> _Problem to work on_
Repeat the entries exactly. Leave nothing out.

> _Input for this task_
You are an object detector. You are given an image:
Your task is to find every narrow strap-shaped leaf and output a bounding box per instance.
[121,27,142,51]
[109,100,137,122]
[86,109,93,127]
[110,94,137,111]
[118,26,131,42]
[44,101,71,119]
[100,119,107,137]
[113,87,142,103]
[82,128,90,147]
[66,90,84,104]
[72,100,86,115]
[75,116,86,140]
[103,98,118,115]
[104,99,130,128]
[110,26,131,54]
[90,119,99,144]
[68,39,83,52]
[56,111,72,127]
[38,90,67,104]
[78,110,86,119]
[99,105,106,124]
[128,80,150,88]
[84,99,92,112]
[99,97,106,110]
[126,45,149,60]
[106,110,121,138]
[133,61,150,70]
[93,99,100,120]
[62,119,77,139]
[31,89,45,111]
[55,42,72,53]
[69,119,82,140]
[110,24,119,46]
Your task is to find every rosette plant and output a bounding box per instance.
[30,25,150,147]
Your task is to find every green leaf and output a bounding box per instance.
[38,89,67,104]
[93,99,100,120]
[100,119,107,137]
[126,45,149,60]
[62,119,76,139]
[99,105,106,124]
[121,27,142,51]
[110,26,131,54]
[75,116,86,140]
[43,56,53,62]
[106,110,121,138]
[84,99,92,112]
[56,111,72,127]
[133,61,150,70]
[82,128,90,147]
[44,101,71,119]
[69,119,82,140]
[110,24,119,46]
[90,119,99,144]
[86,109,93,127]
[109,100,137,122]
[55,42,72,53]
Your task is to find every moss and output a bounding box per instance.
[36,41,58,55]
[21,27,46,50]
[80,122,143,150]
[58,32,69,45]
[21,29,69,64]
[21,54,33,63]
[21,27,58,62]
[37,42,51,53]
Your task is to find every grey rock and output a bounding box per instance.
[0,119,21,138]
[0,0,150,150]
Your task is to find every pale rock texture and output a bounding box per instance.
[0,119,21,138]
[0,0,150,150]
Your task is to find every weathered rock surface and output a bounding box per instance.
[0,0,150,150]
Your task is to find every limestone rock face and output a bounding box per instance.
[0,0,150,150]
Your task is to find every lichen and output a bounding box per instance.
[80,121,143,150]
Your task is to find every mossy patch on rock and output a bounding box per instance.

> _Solution for this exercise_
You are an object detector. You are given an image:
Your task is to find every narrow strap-shaped leaf and output a bounding box per instance.
[121,27,142,51]
[109,100,137,122]
[86,109,93,127]
[110,94,137,111]
[118,26,131,42]
[44,101,71,119]
[100,119,107,137]
[113,87,142,103]
[82,128,90,147]
[66,90,84,104]
[72,100,86,115]
[75,116,86,140]
[103,98,118,115]
[104,99,130,128]
[110,26,131,54]
[90,119,99,144]
[68,39,83,52]
[56,111,72,127]
[38,90,67,104]
[78,110,86,119]
[99,105,106,124]
[128,80,150,88]
[84,99,92,112]
[99,97,106,110]
[126,45,149,60]
[106,110,121,138]
[133,61,150,70]
[93,99,100,120]
[62,119,77,139]
[31,89,45,111]
[55,42,72,53]
[69,119,82,140]
[110,24,119,46]
Your task is to find every rosette plant and output a bounding box per instance.
[30,25,150,147]
Your task is to find every green leaf and output a bounding box per instance.
[38,89,67,104]
[93,99,100,120]
[100,119,107,137]
[126,45,149,60]
[62,119,76,139]
[99,105,106,124]
[121,27,142,51]
[110,26,131,54]
[75,116,86,140]
[43,56,53,62]
[106,110,121,138]
[84,99,92,112]
[56,111,72,127]
[133,61,150,70]
[82,128,90,147]
[44,101,71,119]
[69,119,82,140]
[110,24,119,46]
[90,119,99,144]
[86,109,93,127]
[109,100,137,122]
[55,42,72,53]
Your task is to find every moss and output a bounding box per instance.
[36,41,58,55]
[21,27,46,50]
[80,122,143,150]
[58,32,69,45]
[21,29,69,64]
[21,54,33,63]
[21,27,58,62]
[37,42,51,53]
Your task is to find every grey rock and output a bounding box per instance.
[0,119,21,138]
[0,0,150,150]
Your task is to find every pale rock texture and output a bounding box per instance.
[0,119,21,138]
[0,0,150,150]
Your task is to find every weathered rock surface and output a bounding box per instance.
[0,0,150,150]
Your task is to find every limestone rock face and output a bounding box per instance.
[0,0,150,150]
Your task is to find every lichen and output a bounding box per instance.
[80,121,143,150]
Your task is to find every mossy patch on rock and output a bounding box per instance.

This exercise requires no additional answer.